Itens fornecidos ::
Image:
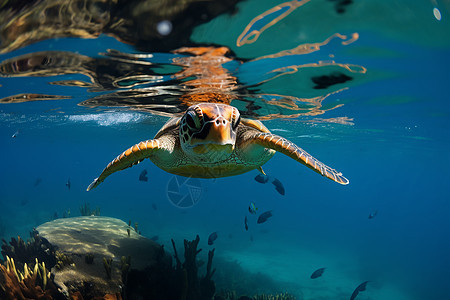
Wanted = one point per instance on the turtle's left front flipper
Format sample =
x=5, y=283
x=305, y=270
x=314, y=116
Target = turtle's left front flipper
x=128, y=158
x=290, y=149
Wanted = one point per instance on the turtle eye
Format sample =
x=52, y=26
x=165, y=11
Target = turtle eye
x=235, y=119
x=192, y=120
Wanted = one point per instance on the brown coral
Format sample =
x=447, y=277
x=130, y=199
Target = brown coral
x=15, y=285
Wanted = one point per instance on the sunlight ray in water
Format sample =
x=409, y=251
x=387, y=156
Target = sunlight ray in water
x=361, y=85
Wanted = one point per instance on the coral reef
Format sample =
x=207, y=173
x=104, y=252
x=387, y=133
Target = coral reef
x=192, y=287
x=32, y=283
x=97, y=258
x=36, y=247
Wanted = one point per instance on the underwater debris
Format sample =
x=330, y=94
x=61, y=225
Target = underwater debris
x=32, y=283
x=85, y=210
x=36, y=247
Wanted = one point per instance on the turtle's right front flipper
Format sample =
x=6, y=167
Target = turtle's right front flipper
x=128, y=158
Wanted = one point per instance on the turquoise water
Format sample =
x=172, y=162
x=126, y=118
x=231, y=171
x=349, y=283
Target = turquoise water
x=386, y=129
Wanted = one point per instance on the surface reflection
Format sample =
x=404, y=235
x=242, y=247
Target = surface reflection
x=136, y=22
x=167, y=83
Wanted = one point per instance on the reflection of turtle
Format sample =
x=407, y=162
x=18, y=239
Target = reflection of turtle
x=212, y=140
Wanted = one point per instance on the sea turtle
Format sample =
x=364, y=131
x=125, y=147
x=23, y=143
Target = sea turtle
x=211, y=140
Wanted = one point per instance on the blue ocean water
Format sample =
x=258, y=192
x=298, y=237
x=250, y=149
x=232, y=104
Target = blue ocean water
x=386, y=129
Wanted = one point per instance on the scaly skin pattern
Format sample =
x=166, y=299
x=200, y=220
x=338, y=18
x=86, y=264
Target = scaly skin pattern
x=228, y=147
x=290, y=149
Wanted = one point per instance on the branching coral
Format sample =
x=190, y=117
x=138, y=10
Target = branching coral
x=191, y=286
x=36, y=247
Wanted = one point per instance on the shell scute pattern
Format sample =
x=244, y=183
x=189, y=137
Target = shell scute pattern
x=211, y=140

Descrição do exercício :: Transcreva todos os itens acima linha por linha, sem alterar nada, mas omita as imagens.

Solução do exercício ::
Image:
Wanted = one point per instance on the turtle's left front flipper
Format sample =
x=5, y=283
x=305, y=270
x=314, y=116
Target = turtle's left front flipper
x=128, y=158
x=290, y=149
Wanted = one point per instance on the turtle eye
Format sample =
x=52, y=26
x=165, y=11
Target = turtle eye
x=235, y=119
x=192, y=120
Wanted = one point per instance on the brown coral
Format sample =
x=447, y=277
x=130, y=199
Target = brown coral
x=15, y=285
Wanted = one point per instance on the sunlight ray in water
Format sample =
x=409, y=251
x=387, y=156
Target = sunlight ray in water
x=361, y=85
Wanted = one point per instance on the coral reef
Format sample =
x=207, y=173
x=104, y=252
x=387, y=133
Target = coral reef
x=192, y=287
x=32, y=283
x=97, y=258
x=36, y=247
Wanted = one point per instance on the underwater debris
Format sample =
x=330, y=94
x=61, y=225
Target = underwater debris
x=32, y=283
x=85, y=210
x=36, y=247
Wanted = one point per instance on the turtle's right front flipper
Format sample =
x=6, y=167
Target = turtle's right front flipper
x=128, y=158
Wanted = one point per instance on the turquoise water
Format sample =
x=172, y=162
x=126, y=118
x=231, y=171
x=349, y=283
Target = turquoise water
x=386, y=129
Wanted = one point per instance on the surface reflection
Format sample =
x=404, y=235
x=242, y=247
Target = surface reflection
x=136, y=22
x=167, y=83
Wanted = one point per instance on the reflection of turtle
Format sample =
x=407, y=162
x=18, y=239
Target = reflection of turtle
x=212, y=140
Wanted = one point per instance on the sea turtle
Format sample =
x=364, y=131
x=125, y=147
x=23, y=143
Target = sea turtle
x=211, y=140
Wanted = one point per instance on the blue ocean water
Format sample =
x=258, y=192
x=298, y=237
x=250, y=149
x=232, y=104
Target = blue ocean water
x=386, y=129
Wanted = one point per instance on the scaly skin pattern
Format sample =
x=166, y=299
x=200, y=220
x=338, y=18
x=86, y=264
Target = scaly skin pattern
x=228, y=147
x=290, y=149
Wanted = one point per instance on the branching coral
Format sample =
x=190, y=117
x=138, y=10
Target = branching coral
x=191, y=286
x=36, y=247
Wanted = one point per instance on the shell scute pattern
Format sample =
x=244, y=183
x=189, y=137
Target = shell scute pattern
x=211, y=140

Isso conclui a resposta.